▸ WORKING DATA

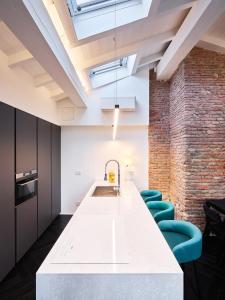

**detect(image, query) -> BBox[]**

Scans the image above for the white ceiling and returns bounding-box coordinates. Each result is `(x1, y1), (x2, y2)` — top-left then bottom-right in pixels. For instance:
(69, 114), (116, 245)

(0, 0), (225, 105)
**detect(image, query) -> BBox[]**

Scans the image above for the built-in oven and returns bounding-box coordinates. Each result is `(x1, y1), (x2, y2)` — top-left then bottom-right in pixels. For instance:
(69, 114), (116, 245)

(16, 170), (38, 206)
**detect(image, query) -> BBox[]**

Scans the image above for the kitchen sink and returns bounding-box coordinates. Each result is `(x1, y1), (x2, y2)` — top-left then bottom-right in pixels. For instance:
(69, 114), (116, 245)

(92, 186), (120, 197)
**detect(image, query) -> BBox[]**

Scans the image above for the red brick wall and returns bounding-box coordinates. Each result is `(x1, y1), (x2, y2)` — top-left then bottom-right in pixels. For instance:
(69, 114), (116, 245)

(149, 48), (225, 227)
(170, 64), (187, 218)
(149, 73), (170, 199)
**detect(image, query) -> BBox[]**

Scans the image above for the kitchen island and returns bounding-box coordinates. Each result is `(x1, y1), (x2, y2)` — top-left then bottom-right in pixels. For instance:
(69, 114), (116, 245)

(36, 181), (183, 300)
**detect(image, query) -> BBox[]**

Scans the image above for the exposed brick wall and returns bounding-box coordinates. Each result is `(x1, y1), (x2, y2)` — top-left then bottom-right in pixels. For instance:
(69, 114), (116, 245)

(149, 48), (225, 227)
(170, 64), (187, 218)
(149, 73), (170, 199)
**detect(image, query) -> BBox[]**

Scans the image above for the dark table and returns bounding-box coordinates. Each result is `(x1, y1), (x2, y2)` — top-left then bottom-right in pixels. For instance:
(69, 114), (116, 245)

(206, 198), (225, 214)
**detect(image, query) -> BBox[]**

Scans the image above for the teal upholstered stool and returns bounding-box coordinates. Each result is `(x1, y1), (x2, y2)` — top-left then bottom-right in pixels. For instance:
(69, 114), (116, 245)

(158, 220), (202, 263)
(141, 190), (162, 202)
(158, 220), (202, 300)
(146, 201), (174, 223)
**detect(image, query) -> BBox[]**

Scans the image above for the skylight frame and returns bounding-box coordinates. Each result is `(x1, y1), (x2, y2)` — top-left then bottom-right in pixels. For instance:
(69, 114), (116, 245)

(89, 56), (128, 78)
(67, 0), (132, 17)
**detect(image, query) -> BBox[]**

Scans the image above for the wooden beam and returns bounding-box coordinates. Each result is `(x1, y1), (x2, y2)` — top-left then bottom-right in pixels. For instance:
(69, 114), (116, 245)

(49, 88), (67, 101)
(197, 35), (225, 54)
(8, 50), (34, 68)
(158, 0), (196, 16)
(157, 0), (225, 80)
(137, 62), (157, 72)
(131, 51), (142, 75)
(0, 0), (86, 107)
(201, 35), (225, 48)
(79, 29), (177, 69)
(34, 73), (54, 87)
(148, 0), (161, 17)
(139, 52), (163, 67)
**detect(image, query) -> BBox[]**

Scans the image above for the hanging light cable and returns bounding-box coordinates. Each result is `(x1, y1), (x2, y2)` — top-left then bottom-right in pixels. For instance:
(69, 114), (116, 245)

(113, 1), (120, 140)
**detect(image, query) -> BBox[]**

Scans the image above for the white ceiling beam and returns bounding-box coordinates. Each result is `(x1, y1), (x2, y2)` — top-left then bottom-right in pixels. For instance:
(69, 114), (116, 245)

(79, 29), (177, 69)
(158, 0), (196, 15)
(49, 88), (67, 101)
(0, 0), (86, 107)
(131, 51), (142, 75)
(34, 73), (54, 87)
(197, 35), (225, 54)
(8, 50), (34, 68)
(137, 62), (157, 72)
(139, 51), (163, 67)
(201, 35), (225, 48)
(157, 0), (225, 80)
(148, 0), (161, 17)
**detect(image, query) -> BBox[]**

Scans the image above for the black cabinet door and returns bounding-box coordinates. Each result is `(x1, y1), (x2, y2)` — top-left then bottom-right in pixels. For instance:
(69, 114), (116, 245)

(38, 119), (52, 236)
(0, 102), (15, 281)
(16, 196), (37, 262)
(52, 124), (61, 219)
(16, 110), (37, 173)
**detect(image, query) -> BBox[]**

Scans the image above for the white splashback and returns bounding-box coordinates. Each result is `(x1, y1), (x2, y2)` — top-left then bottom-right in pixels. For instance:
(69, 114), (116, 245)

(61, 126), (148, 214)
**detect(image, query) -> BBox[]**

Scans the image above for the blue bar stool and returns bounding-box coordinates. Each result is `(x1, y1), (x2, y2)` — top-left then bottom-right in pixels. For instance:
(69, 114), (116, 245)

(146, 201), (174, 223)
(158, 220), (202, 299)
(140, 190), (162, 202)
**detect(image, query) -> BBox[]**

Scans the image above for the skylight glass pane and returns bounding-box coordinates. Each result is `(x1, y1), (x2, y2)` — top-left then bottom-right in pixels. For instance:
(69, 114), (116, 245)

(90, 57), (128, 77)
(68, 0), (132, 15)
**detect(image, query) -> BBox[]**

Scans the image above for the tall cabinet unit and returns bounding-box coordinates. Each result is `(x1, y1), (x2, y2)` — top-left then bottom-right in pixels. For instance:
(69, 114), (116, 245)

(52, 124), (61, 219)
(0, 103), (15, 281)
(16, 109), (37, 262)
(16, 109), (37, 173)
(38, 119), (52, 236)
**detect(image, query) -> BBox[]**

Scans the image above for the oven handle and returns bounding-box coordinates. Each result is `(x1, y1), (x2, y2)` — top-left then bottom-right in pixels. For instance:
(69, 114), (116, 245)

(17, 178), (38, 186)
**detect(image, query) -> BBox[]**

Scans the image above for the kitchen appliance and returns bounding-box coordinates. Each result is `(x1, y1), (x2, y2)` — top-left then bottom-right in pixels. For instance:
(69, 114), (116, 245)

(15, 170), (38, 206)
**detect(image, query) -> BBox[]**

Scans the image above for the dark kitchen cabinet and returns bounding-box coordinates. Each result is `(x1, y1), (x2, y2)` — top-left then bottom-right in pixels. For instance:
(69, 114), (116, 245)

(38, 119), (52, 236)
(16, 110), (37, 173)
(0, 102), (15, 281)
(52, 124), (61, 219)
(16, 196), (37, 262)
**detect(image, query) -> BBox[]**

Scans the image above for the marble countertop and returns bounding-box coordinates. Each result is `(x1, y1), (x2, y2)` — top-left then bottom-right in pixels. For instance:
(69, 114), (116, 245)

(37, 181), (182, 274)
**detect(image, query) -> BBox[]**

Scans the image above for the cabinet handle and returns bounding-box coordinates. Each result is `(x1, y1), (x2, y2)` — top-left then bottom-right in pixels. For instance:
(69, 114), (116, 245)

(17, 178), (38, 186)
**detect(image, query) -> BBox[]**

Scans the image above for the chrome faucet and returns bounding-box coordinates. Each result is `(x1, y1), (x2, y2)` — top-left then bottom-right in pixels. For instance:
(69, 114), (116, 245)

(104, 159), (120, 189)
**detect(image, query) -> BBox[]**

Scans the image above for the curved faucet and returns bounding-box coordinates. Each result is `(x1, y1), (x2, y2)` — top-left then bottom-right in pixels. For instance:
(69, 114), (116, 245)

(104, 159), (120, 188)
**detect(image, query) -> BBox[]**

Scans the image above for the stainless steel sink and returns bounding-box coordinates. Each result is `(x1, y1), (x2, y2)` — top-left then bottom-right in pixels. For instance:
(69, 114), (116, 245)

(92, 186), (120, 197)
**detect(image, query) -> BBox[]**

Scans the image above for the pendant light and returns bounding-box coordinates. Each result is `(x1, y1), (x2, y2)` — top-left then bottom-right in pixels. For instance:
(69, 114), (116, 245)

(113, 104), (120, 140)
(112, 1), (120, 140)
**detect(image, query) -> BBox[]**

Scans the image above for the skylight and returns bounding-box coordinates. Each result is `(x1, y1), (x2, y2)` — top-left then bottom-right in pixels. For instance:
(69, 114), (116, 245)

(68, 0), (131, 16)
(89, 57), (128, 77)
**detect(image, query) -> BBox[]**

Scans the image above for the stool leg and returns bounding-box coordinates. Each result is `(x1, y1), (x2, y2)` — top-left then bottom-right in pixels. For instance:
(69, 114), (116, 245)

(192, 261), (202, 300)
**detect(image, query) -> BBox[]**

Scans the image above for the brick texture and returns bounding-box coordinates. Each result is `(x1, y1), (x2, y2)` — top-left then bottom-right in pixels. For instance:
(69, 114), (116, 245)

(149, 48), (225, 228)
(149, 73), (170, 199)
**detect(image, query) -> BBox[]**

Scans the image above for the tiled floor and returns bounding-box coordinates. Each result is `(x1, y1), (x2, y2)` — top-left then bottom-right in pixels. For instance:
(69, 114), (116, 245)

(0, 215), (225, 300)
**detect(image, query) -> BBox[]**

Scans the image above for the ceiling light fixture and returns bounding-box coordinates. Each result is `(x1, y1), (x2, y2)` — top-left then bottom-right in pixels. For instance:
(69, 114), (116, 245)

(113, 2), (120, 141)
(113, 104), (120, 141)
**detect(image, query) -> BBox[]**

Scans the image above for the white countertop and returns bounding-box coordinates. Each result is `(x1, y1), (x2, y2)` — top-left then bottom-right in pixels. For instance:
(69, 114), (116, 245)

(37, 182), (182, 275)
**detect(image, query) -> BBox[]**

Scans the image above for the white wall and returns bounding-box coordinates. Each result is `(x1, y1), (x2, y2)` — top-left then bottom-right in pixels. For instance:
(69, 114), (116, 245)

(62, 126), (148, 214)
(0, 51), (59, 124)
(59, 70), (149, 126)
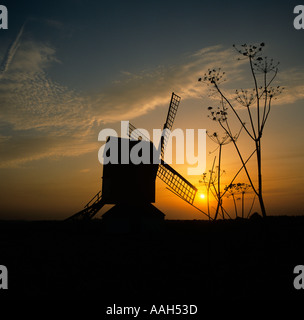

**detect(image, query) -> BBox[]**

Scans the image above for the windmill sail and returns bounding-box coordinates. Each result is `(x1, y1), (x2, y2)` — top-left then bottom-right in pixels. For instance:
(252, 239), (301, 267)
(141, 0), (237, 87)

(128, 121), (197, 204)
(157, 162), (197, 204)
(66, 191), (105, 220)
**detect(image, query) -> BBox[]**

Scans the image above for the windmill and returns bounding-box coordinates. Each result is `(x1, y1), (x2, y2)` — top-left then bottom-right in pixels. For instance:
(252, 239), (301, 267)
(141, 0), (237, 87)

(67, 92), (204, 227)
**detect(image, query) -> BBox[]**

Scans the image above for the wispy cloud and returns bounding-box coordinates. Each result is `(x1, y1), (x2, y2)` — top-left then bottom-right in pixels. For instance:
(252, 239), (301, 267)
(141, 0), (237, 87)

(0, 23), (25, 79)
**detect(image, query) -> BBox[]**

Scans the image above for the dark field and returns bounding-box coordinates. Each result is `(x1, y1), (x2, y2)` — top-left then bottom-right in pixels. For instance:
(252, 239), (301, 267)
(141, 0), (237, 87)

(0, 217), (304, 303)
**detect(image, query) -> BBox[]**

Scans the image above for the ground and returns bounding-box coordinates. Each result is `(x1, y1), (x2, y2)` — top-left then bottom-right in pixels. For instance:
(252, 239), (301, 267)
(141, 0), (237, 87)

(0, 216), (304, 303)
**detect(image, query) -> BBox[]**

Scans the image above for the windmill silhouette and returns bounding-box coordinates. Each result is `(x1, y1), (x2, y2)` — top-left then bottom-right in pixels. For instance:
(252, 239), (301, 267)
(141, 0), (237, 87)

(66, 92), (197, 228)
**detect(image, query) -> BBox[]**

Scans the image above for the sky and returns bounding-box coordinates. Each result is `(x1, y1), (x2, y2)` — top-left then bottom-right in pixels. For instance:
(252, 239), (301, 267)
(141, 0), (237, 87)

(0, 0), (304, 220)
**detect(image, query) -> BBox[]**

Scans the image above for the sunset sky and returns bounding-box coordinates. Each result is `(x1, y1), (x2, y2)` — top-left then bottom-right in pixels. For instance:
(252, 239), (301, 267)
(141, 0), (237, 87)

(0, 0), (304, 219)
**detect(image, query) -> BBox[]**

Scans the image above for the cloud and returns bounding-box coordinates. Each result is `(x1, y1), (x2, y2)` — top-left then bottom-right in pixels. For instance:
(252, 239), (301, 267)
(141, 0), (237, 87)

(0, 28), (304, 167)
(0, 24), (24, 79)
(88, 46), (247, 122)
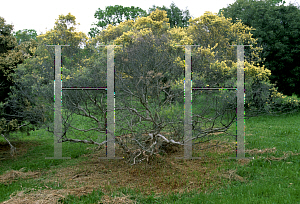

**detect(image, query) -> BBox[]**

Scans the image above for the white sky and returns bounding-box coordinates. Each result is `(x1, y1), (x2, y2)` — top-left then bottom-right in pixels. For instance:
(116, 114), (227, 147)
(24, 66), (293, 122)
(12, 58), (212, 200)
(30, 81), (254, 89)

(0, 0), (300, 35)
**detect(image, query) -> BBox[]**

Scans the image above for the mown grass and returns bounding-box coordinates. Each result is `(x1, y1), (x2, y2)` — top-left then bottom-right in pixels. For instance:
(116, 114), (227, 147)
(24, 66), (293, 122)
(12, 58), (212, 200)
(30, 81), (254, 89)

(0, 91), (300, 204)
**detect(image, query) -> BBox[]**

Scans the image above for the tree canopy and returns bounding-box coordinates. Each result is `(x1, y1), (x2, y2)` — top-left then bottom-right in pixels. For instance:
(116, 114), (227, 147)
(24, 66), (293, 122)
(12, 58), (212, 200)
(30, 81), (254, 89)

(219, 0), (300, 96)
(2, 9), (299, 164)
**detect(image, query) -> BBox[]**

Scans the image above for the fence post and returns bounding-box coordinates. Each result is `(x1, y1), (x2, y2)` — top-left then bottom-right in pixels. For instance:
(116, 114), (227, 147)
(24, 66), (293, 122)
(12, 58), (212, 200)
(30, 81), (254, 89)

(229, 45), (254, 159)
(45, 45), (71, 159)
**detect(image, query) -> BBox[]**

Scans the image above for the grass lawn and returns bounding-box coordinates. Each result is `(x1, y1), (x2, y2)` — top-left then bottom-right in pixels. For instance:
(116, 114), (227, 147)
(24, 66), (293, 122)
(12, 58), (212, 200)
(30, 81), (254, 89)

(0, 91), (300, 204)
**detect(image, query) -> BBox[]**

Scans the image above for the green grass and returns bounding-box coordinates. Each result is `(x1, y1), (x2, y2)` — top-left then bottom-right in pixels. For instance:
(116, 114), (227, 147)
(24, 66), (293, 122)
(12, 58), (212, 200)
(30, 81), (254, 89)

(0, 91), (300, 204)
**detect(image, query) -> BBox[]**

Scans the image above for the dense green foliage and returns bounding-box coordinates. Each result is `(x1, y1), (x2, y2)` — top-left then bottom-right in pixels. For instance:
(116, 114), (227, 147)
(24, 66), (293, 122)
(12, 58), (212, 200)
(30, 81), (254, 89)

(89, 2), (191, 37)
(219, 0), (300, 96)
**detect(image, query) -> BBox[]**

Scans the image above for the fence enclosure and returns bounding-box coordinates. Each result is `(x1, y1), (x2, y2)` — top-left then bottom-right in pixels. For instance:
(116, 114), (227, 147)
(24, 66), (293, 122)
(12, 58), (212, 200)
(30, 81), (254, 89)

(46, 45), (254, 159)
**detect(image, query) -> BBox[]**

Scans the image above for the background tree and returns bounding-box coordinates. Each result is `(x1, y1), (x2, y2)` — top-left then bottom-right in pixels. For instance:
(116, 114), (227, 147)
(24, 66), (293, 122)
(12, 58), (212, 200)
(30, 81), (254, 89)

(9, 9), (300, 163)
(219, 0), (300, 96)
(89, 2), (195, 37)
(89, 5), (147, 37)
(149, 2), (191, 28)
(0, 17), (36, 153)
(13, 29), (37, 45)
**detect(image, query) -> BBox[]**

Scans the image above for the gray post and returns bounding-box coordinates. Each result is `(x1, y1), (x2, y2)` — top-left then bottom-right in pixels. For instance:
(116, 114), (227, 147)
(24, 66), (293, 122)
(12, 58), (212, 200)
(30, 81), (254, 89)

(99, 45), (123, 159)
(176, 45), (200, 159)
(229, 45), (254, 159)
(45, 45), (71, 159)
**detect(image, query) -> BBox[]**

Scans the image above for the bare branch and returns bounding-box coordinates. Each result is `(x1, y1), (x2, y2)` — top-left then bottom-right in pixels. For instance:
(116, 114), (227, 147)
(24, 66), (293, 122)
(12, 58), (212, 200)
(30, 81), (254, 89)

(1, 134), (17, 156)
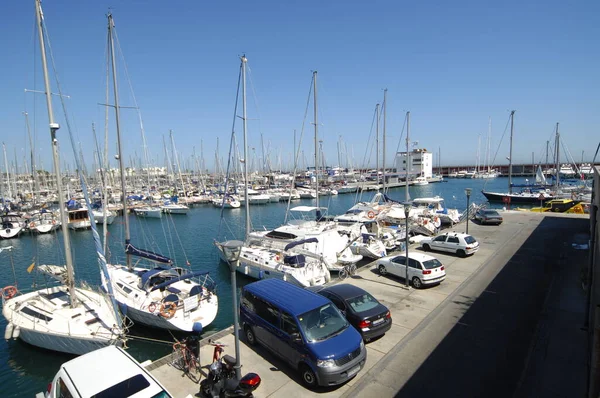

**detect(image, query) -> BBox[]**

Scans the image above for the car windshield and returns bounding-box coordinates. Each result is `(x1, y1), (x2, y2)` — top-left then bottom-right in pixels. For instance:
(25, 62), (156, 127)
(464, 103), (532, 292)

(298, 304), (348, 343)
(465, 235), (477, 245)
(423, 258), (442, 269)
(346, 292), (379, 313)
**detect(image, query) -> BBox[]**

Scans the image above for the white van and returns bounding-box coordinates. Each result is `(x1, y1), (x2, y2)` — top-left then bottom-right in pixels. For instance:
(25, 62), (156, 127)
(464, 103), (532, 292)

(36, 346), (172, 398)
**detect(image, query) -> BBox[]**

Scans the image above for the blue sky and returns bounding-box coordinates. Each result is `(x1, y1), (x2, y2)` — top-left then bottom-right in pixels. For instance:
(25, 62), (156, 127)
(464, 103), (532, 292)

(0, 0), (600, 174)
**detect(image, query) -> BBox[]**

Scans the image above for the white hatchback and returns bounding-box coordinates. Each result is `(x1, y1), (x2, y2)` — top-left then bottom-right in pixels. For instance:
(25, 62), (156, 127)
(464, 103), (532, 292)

(421, 232), (479, 257)
(377, 252), (446, 289)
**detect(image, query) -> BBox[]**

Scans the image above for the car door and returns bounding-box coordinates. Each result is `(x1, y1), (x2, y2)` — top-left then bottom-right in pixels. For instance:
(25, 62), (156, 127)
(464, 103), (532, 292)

(276, 311), (307, 368)
(408, 258), (423, 281)
(431, 235), (447, 251)
(446, 236), (460, 253)
(254, 298), (279, 353)
(388, 256), (406, 278)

▸ WHAT THE EXERCISE ASKS
Copy the items from the first one through the line that contains "(36, 181), (183, 300)", swapping "Scans" for "Searches" everywhere and keeping everything else the same. Leave out the pictures.

▸ RIGHT ANSWER
**detect(image, query) -> BBox[]**

Searches the image above for the white ceiling and returns bounding-box coordinates. Each result is `(x1, y1), (x2, y2)` — top-left then bottom-right in pixels. For instance:
(69, 114), (116, 245)

(0, 0), (225, 105)
**detect(image, query) -> BBox[]**

Searches the image above for the built-in oven and returns bounding-box coordinates. Each result is `(x1, y1), (x2, y2)` — top-left then bottom-right in pixels. For instance:
(69, 114), (116, 245)

(16, 170), (38, 206)
**detect(image, query) -> BBox[]**

Searches the image above for the kitchen sink and returns bounding-box coordinates. Each result is `(x1, y1), (x2, y2)` — top-left then bottom-right in pixels. For instance:
(69, 114), (116, 245)

(92, 186), (120, 197)
**detect(image, query) -> BBox[]**

Searches the image above for the red brick wall and returns bounding-box coordinates. Each result is `(x1, y1), (x2, y2)` — top-left then bottom-right in pixels. For instance:
(69, 114), (116, 245)

(149, 48), (225, 227)
(170, 64), (187, 218)
(149, 73), (170, 199)
**detect(image, query) -> BBox[]**

Searches the image above for the kitchen island and returns bounding-box coordinates. Each result is `(x1, y1), (x2, y2)` — top-left then bottom-right in pixels. For instance:
(69, 114), (116, 245)

(36, 181), (183, 300)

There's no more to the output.